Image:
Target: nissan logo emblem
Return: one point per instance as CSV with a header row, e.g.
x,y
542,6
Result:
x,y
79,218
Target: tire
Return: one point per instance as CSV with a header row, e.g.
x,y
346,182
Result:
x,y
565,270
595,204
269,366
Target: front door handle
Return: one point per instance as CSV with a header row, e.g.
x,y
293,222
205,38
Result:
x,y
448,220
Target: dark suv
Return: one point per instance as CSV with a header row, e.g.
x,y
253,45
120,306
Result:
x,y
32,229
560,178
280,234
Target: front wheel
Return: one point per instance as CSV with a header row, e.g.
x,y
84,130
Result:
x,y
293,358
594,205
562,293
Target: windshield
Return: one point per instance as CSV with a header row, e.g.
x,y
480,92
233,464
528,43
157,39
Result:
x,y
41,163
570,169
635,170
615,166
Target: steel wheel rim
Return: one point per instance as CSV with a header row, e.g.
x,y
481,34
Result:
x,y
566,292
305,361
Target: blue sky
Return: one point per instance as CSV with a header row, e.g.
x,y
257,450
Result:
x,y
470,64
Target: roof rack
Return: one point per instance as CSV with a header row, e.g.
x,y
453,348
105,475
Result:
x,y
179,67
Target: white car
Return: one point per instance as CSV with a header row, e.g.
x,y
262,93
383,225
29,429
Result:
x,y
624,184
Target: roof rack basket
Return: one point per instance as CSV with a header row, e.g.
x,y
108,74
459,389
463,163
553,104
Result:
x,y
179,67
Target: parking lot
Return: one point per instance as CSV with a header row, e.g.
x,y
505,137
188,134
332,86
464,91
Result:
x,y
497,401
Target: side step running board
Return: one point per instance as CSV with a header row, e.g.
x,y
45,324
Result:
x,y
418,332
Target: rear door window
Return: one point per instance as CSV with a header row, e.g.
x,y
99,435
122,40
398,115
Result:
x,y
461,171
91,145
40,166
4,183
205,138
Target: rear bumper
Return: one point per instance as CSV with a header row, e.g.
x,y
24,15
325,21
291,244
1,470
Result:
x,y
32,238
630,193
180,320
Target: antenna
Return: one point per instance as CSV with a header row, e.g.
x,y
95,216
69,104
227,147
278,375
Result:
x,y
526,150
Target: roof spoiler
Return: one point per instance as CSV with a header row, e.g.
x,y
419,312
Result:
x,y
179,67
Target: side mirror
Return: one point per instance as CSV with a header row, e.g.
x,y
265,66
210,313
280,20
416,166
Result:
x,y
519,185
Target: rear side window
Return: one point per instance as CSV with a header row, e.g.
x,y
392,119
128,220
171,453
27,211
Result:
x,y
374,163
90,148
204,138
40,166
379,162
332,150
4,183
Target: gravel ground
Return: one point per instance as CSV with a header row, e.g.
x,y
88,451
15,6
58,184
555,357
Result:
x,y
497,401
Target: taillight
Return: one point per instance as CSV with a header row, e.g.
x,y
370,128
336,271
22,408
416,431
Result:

────────────────────────────────────────

*TO BE DONE*. Lay out the items as a JSON list of strings, one string per line and no blank lines. Begin at the line that contains "Target: parking lot" and stop after the last line of the items, keeping both of those lines.

*CORRECT RESULT*.
[
  "Target: parking lot",
  "Return: one point per instance as CSV with a header row, e.g.",
  "x,y",
  "505,137",
  "188,134",
  "332,86",
  "464,91",
  "Result:",
  "x,y",
  "497,401",
  "Target: side step running board",
  "Return: one point per instance as CSV with a header row, e.g.",
  "x,y",
  "45,324",
  "Result:",
  "x,y",
  "418,332",
  "Target: rear door window",
  "Return: one point per instance as CSV with a header row, e.g.",
  "x,y",
  "99,435",
  "122,40",
  "398,115",
  "Result:",
  "x,y",
  "461,171",
  "91,145",
  "40,166",
  "4,183",
  "205,138",
  "Target: rear bumper",
  "Return: one point per instance as CSV with a header row, e.g.",
  "x,y",
  "24,15",
  "325,21",
  "291,244",
  "1,470",
  "Result:",
  "x,y",
  "32,238",
  "630,193",
  "180,320",
  "Target: antenna",
  "Return: one point per instance as CSV with a header row, e.g.",
  "x,y",
  "95,216",
  "69,104",
  "227,147",
  "278,375",
  "Result:",
  "x,y",
  "526,150",
  "Target: roof spoiler",
  "Return: one point per instance as CSV with a header row, e.g.",
  "x,y",
  "419,312",
  "Result:",
  "x,y",
  "179,67",
  "Target: side mirror",
  "Return: one point per instance as CSV with a header row, e.g.",
  "x,y",
  "265,66",
  "210,313",
  "280,20",
  "416,166",
  "Result:",
  "x,y",
  "519,185",
  "Target: rear side window",
  "Return: one point per instance as CSV with a header row, e.g.",
  "x,y",
  "392,119",
  "128,220",
  "171,453",
  "27,211",
  "Result:",
  "x,y",
  "374,163",
  "90,148",
  "204,138",
  "40,166",
  "379,162",
  "332,150",
  "4,183",
  "Target: gravel ground",
  "Return: one point per instance as CSV with a header row, e.g.",
  "x,y",
  "88,451",
  "15,6",
  "58,184",
  "555,357",
  "Result:",
  "x,y",
  "497,401",
  "Target: taillight",
  "Return: one point per instance as CSV with a header row, e.g.",
  "x,y",
  "370,128",
  "336,271",
  "22,408",
  "416,431",
  "Result:"
]